-- Текст для изучения --
★ ★ ★
Предстоял съезд Союза освобождения…
Съезд в Шафгаузене 1903 года ничего не предрешал. Организации пока не было, но шли споры о ней. Еще весной 1902 года юрист Б. А. Кистяковский, приятель Струве, сомневался в целесообразности создания какого-либо политического объединения. Даже кружки к слишком многому обязывают. Они скорее отпугнут заинтересованную общественность. Его личный опыт подсказывал, что общественность весьма аполитична, не склонна к решительным разворотам и что лучше опираться на личные связи. В апреле 1903 года Кистяковский признавал: кружки уже есть, но партию создавать не стоит. Не получится из литературных объединений сложить общенациональное движение. Маленькая же партия журналу «Освобождение» не нужна и даже вредна.
«Освобождение» издается не для интеллигентной молодежи и полуинтеллигентных рабочих… (как «Искра» и «Революционная Россия»), на которых само слово «партия», «революционная организация» действует магически и чарующе. В кругах людей солидных и испытанных, для которых «Освобождение» имеет наибольшее значение, организация партии «Освобождение» несколько увеличит престиж органа «Освобождение». Но образование партии «Освобождение» будет и прямо вредно для «Освобождения»…
По мысли Кистяковского, журнал должен был представлять не какую-либо партию, а все общественное движение в его многообразии. В итоге на дело «Освобождения» будет мобилизована вся интеллигенция, в том числе и радикально настроенный «третий элемент». Журналу не стоит выдвигать собственную программу. Она не сможет понравиться всем или хотя бы большинству. Зато журнал может быть многим интересен.
★ ★ ★
-- Исходные данные --

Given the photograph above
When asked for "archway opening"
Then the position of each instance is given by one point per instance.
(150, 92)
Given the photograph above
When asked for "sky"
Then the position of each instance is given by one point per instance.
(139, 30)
★ ★ ★
-- Что сделать --
1. Воспроизведите из текста о Союзе освобождения отрывок от слов «Предстоял съезд Союза» до слов «и даже вредна.» включительно.
2. Кем был Б. А. Кистяковский, по словам текста о Союзе освобождения?
3. Подхватите текст о Союзе освобождения и продолжите его с последнего предложения.
Строки здесь ни при чем.

-- Ожидаемые ответы --
1.
Предстоял съезд Союза освобождения…
Съезд в Шафгаузене 1903 года ничего не предрешал. Организации пока не было, но шли споры о ней. Еще весной 1902 года юрист Б. А. Кистяковский, приятель Струве, сомневался в целесообразности создания какого-либо политического объединения. Даже кружки к слишком многому обязывают. Они скорее отпугнут заинтересованную общественность. Его личный опыт подсказывал, что общественность весьма аполитична, не склонна к решительным разворотам и что лучше опираться на личные связи. В апреле 1903 года Кистяковский признавал: кружки уже есть, но партию создавать не стоит. Не получится из литературных объединений сложить общенациональное движение. Маленькая же партия журналу «Освобождение» не нужна и даже вредна.

2. Юристом, приятелем Струве.

3.
Этот пессимизм разделяли далеко не все, но он был характерен. Кистяковский не видел, как в современной России создать большую партию. Будущее показало: его опасения не были безосновательными. И все же 3–5 января 1904 года состоялся давно ожидавшийся первый съезд Союза освобождения. Это произошло в Санкт-Петербурге. В первый день — в квартире адвоката И. А. Корсакова, во второй день — у профессора А. И. Каминки, в третий — у профессора Л. И. Лутугина. В основном в нем приняли участие представители местных групп, которые сложились в разных частях империи: разумеется, в столицах, в Киеве, Одессе, Харькове, Юрьеве, Владимире, Вологде, Вятке, Костроме, Курске, Нижнем Новгороде, Орле, Саратове, Самаре, Симферополе, Смоленске, Тамбове, Тифлисе, Туле, Чернигове, Ярославле. Собрались около 50 человек, очень разных по взглядам, социальному опыту, настроениям: 19 земцев, 29 представителей свободных профессий. Были среди них народники, для которых создание Союза освобождения было прежде всего тактическим решением. На его долгую жизнь они не рассчитывали. Были и осторожные земцы, боявшиеся даже намека на социалистические лозунги. Так, их смущало выражение «защита интересов трудящихся масс».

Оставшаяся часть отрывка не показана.